• **Task objective**
Copy out the entries, starting at the line that contains "bird's head, one" and ending at the last line, with each request kept as it is. In the answers only, shift every coordinate by adding 129 to it.

• **Data provided**
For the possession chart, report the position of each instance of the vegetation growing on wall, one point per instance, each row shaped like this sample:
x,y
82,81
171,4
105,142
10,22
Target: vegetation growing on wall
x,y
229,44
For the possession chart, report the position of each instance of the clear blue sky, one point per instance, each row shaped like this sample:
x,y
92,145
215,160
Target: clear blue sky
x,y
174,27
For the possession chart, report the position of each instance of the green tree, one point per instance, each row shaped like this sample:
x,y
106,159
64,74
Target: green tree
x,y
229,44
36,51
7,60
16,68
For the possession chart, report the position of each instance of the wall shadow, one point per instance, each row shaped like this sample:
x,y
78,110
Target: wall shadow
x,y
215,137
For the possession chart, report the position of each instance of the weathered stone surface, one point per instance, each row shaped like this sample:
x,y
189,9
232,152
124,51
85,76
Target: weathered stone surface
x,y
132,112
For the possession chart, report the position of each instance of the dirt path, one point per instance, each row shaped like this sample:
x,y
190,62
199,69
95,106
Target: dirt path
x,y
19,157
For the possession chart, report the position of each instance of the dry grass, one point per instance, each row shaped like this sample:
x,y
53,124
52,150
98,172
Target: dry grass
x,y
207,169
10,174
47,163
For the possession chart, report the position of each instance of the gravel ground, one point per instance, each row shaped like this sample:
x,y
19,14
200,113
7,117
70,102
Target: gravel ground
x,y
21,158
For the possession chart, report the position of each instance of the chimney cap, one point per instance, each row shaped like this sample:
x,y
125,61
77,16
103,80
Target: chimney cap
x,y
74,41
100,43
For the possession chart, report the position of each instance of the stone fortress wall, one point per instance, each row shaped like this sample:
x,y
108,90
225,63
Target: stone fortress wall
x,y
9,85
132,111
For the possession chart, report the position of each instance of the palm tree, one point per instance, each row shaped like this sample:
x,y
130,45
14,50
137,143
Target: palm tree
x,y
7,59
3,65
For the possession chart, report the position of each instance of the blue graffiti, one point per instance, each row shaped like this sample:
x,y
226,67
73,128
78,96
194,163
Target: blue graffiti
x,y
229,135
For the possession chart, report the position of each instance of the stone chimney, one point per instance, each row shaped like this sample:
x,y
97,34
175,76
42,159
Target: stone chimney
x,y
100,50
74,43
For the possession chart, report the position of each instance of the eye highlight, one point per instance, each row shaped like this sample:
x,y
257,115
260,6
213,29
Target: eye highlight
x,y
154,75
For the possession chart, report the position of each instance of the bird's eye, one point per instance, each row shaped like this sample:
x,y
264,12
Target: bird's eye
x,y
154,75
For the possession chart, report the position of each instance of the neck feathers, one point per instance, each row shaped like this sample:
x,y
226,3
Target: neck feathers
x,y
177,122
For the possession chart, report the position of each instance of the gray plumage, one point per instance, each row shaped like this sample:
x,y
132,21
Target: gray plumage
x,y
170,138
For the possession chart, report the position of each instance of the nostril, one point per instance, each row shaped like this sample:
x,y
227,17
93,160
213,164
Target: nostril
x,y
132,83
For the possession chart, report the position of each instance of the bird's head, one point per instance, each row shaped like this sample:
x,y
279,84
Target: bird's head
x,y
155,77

• **Output for this exercise**
For the possession chart, report the position of each instance of the bird's head, one point per instance, each row shaped like this sample:
x,y
279,84
Target: bird's head
x,y
284,206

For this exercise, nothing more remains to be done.